Health experts are urging men in the South who spend a lot of time outdoors to protect themselves against the sun, to reduce the risk of skin cancer.
Skin cancer rates are higher than average and rising in the South, and the NHS “Cover Up, Mate” campaign which launched today will target male agricultural and construction workers, gardeners and sports-players – who often don’t use suncream.
As a result the campaign is supported by a range of organisations connected to outdoor work including the Met Office, the Institution of Occupational Safety and Health (IOSH), the National Farmers Union, Mole Valley Farmers farming supply retailer, suncream manufacturer Debs and building supplies retailer Jewson.
A recent Imperial College study, commissioned by IOSH estimated that there are 48 deaths and 241 cases of melanoma skin cancer a year in Britain caused by ultraviolet (UV) rays from the sun at work. Of these, construction workers made up the highest number of deaths (44%), followed by agriculture workers (23%).
The warning comes as new data suggests the danger is not confined to the height of summer, following good weather in April and May which could have damaged winter-pale skin.
Mean ultraviolet (UV) radiation levels at the South East’s solar monitoring station in Oxfordshire were 40 per cent higher than the ten year monthly average in April this year, and 15 percent higher in May. The same was true for the South West as the solar monitoring station in Cornwall recorded UV levels 34 per cent higher than the ten year monthly average in April this year. And while mean levels were overall the same as normal in May, peak levels were still 15 per cent higher, indicating that UV was stronger than normal at certain points.
Public Health England (PHE) scientists believe this was caused by long periods of clear skies, with less rain and cloud to absorb UV.

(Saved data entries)

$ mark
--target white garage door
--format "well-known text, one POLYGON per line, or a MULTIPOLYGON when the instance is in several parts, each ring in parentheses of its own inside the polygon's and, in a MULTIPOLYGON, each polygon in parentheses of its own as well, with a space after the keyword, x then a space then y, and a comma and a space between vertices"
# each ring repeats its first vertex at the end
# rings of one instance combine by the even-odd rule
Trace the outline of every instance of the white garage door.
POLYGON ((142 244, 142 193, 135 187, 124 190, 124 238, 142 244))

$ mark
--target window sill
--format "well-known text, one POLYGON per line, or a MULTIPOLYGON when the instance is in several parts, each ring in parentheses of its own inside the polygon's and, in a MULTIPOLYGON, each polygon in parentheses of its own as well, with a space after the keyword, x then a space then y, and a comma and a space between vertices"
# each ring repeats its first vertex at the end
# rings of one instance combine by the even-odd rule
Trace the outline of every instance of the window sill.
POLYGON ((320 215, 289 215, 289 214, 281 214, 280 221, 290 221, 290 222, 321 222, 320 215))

REQUIRED WORK:
1) Answer these questions from the skin cancer article:
(a) In the Imperial College study, which two groups of workers had the highest shares of deaths, and what were those shares?
(b) In which county is the South East's solar monitoring station?
(c) What do Public Health England scientists believe caused the higher UV levels?
2) Extend the skin cancer article by a few paragraphs, picking up after its final sentence.

EXERCISE RESULTS:
1)
(a) Construction workers (44%) and agriculture workers (23%).
(b) Oxfordshire.
(c) Long periods of clear skies, with less rain and cloud to absorb UV.

2)
The Met Office recorded that the mean daily temperature in the South East was 0.7°C higher than average in April and 1.5°C higher than average in May. April also saw 21 per cent more sunshine hours, with just 18 per cent of average rainfall recorded. After a dry start to May, there was overall 1 per cent less sunshine and 27 per cent more rain than average, due to an unsettled spell mid month and thunderstorms at the end.
In the South West, the mean daily temperature was 0.6°C higher than average in April and 1.5°C higher in May. April saw 15 per cent more sunshine hours and just 35 per cent of average rainfall. And May saw 4 per cent more sunshine and only 85 per cent of average rainfall.
The better weather may have prompted people to spend more time outside, thereby exposing themselves to the greater UV levels. This was also a time of year their skin would naturally have lost resistance to UV over winter, and they were less likely to cover up than in summer.
Professor John O’Hagan, from PHE, said: “This spring we had longer periods of sunshine and more people spending time outside. It all led to people being at far greater risk of sunburn at a time when their un-acclimatised skin was more susceptible.”
NHS England South Medical Director, Nigel Acheson, said: “You can’t feel UV radiation, so it’s very easy to get sunburnt in the UK, even when it’s not particularly warm. But sunburn causes skin cancer so it’s important people take more care, especially men and those who work outside. They need to use at least factor 15 sunscreen with good UV-A protection and apply it generously on all exposed skin.”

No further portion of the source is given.